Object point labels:
>> BEGIN

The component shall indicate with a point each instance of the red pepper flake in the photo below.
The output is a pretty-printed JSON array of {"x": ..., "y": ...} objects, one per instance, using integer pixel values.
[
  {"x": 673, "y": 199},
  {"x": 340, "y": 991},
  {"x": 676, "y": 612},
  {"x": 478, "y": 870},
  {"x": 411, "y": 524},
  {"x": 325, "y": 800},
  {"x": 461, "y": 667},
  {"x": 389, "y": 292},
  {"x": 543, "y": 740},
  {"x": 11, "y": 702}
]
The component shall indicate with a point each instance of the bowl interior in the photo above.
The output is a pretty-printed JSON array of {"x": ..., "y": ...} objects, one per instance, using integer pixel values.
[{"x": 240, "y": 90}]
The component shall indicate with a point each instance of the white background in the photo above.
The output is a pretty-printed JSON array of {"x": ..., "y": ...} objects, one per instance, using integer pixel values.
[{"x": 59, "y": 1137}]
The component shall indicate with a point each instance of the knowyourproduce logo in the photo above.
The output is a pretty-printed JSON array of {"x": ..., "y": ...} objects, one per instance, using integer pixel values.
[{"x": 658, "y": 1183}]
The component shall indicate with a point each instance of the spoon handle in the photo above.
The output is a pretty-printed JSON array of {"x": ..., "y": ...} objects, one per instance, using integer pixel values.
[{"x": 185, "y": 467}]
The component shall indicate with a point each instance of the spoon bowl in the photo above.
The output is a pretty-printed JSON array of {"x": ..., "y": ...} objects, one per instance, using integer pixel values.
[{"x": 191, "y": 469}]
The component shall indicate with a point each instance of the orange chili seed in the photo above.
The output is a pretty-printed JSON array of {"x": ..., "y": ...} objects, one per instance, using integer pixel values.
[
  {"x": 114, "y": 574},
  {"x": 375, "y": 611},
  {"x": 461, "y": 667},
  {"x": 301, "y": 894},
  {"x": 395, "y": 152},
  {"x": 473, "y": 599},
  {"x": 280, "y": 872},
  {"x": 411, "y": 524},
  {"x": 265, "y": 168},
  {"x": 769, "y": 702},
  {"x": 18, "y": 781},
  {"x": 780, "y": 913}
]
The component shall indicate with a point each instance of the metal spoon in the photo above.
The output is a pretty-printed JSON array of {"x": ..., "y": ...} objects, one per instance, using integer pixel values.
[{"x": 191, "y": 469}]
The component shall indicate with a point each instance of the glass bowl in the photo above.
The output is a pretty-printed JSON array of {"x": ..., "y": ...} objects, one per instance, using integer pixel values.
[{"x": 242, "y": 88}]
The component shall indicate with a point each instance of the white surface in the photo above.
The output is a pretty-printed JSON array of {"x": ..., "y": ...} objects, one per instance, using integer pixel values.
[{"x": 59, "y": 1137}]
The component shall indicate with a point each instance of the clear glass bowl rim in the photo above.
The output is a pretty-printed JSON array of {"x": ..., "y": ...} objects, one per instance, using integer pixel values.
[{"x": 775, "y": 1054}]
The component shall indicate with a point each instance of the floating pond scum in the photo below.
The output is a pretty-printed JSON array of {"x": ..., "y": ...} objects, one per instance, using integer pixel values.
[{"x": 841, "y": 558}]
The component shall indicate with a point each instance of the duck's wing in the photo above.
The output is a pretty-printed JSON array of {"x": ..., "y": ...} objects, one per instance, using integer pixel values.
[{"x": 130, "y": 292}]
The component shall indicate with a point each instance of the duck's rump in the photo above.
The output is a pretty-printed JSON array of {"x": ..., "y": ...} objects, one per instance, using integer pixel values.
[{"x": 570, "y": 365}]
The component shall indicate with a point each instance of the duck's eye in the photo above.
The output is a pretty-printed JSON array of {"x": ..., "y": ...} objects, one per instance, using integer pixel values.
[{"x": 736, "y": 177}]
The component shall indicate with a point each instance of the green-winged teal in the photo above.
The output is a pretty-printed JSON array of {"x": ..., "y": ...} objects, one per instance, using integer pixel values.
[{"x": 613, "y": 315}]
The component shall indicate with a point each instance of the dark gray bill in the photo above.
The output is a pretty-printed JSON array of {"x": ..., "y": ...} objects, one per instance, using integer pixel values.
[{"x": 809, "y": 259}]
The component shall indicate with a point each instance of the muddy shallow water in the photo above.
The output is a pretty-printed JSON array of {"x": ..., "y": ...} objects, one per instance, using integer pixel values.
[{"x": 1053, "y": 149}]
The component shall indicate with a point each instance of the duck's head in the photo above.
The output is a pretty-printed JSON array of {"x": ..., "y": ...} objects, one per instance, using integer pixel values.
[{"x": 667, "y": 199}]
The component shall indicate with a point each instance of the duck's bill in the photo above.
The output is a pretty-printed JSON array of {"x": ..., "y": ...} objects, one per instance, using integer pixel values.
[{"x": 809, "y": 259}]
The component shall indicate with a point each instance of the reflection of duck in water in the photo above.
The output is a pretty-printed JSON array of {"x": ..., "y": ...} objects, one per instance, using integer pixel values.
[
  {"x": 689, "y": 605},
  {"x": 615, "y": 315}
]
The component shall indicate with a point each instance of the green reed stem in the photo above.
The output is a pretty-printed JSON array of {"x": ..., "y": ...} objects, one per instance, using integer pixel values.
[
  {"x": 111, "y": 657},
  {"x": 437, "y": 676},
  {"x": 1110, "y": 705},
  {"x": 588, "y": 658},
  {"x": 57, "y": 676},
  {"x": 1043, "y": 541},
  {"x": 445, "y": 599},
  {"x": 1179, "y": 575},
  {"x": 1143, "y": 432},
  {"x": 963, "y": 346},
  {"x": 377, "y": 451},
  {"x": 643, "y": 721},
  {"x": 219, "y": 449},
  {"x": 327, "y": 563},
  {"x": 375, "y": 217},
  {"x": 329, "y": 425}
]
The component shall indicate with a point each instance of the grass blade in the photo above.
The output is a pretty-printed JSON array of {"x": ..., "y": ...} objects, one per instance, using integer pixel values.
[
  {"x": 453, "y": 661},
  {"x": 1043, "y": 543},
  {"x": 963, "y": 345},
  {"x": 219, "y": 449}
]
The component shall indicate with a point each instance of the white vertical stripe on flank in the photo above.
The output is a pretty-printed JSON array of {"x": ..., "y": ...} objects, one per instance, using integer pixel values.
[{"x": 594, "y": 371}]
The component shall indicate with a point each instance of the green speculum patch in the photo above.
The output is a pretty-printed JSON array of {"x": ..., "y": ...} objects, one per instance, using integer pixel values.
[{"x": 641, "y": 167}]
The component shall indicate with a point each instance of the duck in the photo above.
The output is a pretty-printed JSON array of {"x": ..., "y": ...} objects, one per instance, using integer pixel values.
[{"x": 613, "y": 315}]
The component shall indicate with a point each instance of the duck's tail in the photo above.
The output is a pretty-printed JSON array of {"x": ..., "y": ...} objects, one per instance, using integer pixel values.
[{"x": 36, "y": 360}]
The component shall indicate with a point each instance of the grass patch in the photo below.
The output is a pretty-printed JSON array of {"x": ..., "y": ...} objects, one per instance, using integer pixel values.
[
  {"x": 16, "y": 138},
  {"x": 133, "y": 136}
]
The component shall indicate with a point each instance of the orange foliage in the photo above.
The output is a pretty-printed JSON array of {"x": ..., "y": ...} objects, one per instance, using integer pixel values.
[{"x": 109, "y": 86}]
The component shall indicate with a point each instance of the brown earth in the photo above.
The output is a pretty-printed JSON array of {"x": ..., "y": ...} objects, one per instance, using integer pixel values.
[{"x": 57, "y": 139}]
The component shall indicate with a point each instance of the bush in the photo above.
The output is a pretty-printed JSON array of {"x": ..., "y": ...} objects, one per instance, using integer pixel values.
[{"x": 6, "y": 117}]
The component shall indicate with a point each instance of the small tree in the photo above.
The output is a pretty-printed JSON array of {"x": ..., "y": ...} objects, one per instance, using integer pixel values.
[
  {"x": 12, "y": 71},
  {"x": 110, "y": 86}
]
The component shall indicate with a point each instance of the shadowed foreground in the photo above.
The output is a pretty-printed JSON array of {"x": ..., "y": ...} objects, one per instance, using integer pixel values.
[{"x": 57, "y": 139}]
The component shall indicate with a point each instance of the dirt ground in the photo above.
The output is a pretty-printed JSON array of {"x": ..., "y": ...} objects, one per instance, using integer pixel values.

>> END

Lay out as a numbered list the lines starting with the one containing "earth in the photo above." and running through the end of the rows, leaving out any blank lines.

1. The component shall indicate with a point each instance of the brown earth in the photo above.
2. The output is a pretty-printed JSON array of {"x": ..., "y": ...} objects, one per instance, using integer pixel values.
3. [{"x": 57, "y": 139}]
4. The component shall indicate with a point each instance of the bush in the photo above.
5. The output is a pretty-printed JSON array of {"x": ..., "y": ...} objects, one per instance, using integer pixel values.
6. [{"x": 6, "y": 117}]
7. The component shall indicate with a point each instance of the small tree in the photo above.
8. The output is a pretty-printed JSON array of {"x": ..., "y": ...} objects, one per instance, using integer pixel values.
9. [
10.   {"x": 12, "y": 71},
11.   {"x": 110, "y": 86}
12. ]
13. The component shall indicate with a point each instance of the shadowed foreground in the photo above.
14. The output is a pretty-printed JSON array of {"x": ..., "y": ...} objects, one per instance, using integer pixel values.
15. [{"x": 57, "y": 139}]
16. The component shall indicate with a point each instance of the dirt ground in the photo above.
17. The output is a pretty-printed JSON array of {"x": ..., "y": ...} objects, one per instance, using integer pixel values.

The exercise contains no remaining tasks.